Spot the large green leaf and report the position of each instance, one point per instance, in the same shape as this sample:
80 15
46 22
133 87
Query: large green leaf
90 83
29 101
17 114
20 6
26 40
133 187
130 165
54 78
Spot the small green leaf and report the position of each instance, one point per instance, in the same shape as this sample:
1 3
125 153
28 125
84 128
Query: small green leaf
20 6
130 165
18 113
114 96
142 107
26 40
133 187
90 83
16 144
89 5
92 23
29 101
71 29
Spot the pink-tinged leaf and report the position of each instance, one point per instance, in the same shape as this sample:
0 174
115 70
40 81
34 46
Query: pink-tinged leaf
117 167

******************************

▸ WORK TASK
The lines to show are those in the data above that include "Spot".

▸ EXERCISE ANSWER
Spot the large green leaf and report the position of each instance, one point per instance, in the same shape as this sample:
Spot the small green leaf and report the position of each instance, one point per instance, in the same shape as this sample:
Spot the pink-tinged leaf and report the position of each instance, one point per instance, in the same shape as this sample:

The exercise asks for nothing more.